TEXT SECTION:
Z-Score
The z-score parameter measures how many standard deviations a boat’s finish position in any race is from the mean (average) of the collection of all its finishes prior to that race. The z-score, z, is calculated by the equation:
z = (x – x̄) / σ
where:
- x is the boat’s finish position,
- x̄ is the average of the boat’s prior finishes,
- σ is the standard deviation of the boat’s prior finishes.
Because this scoring method needs a couple races to seed the standard deviation and mean value calculations, the z-scoring starts with the third race.
The raw z-scores are stacked against each other in each race and the boats are then ranked from best to worst z-score in each race. The rankings are totaled to give a series overall, but really the z-score approach is most useful at the individual race level.

WHAT YOU HAVE TO DO: Carry on the text about z-score race scoring, picking up after its last sentence. The lines that come next are separate material, unrelated to the text about z-score race scoring.

DATA PROVIDED:
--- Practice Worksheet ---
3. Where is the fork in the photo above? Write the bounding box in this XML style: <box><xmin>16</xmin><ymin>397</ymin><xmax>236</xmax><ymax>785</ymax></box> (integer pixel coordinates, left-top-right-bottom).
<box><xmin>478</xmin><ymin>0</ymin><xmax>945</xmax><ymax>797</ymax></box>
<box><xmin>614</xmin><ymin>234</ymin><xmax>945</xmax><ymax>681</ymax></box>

EXPECTED ANSWER:
Boat Rankings
This approach uses an eigenvalue solution to determine each boat’s score for the season. The standard eigenvalue problem is expressed as:
[Mp] {s} = c {s}
where:
- [Mp] is a square matrix with the probabilities of beating each other boat in the series by looking at head-to-head comparisons in each of the races in the series to date
- {s} is the column vector of boat scores (the eigenvector)
- c is a constant (the eigenvalue).
We start by creating a matrix, [M], which compiles the boat-vs-boat wins and is determined solely from the race finishes. Then, the matrix [Mp] is calculated based the probability that a boat beats the other boat by dividing each value in [M] by the number of head-to-head races between the two boats; this normalizes the matrix so that boats that sail more often do not get better scores just for sailing more often.
{s} is the vector containing each and every boat’s score; think of this vector as containing the numerical scores measuring each boat’s relative skill level. In the mathematics, when a boat beats a better boat, it collects more points towards its score than if it beats a less skilled boat. The score vector, {s}, falls out from performing the matrix arithmetic. Arguably, this method determines the most skilled boats without regard for the number of races that are sailed (i.e., no penalty for DNCs).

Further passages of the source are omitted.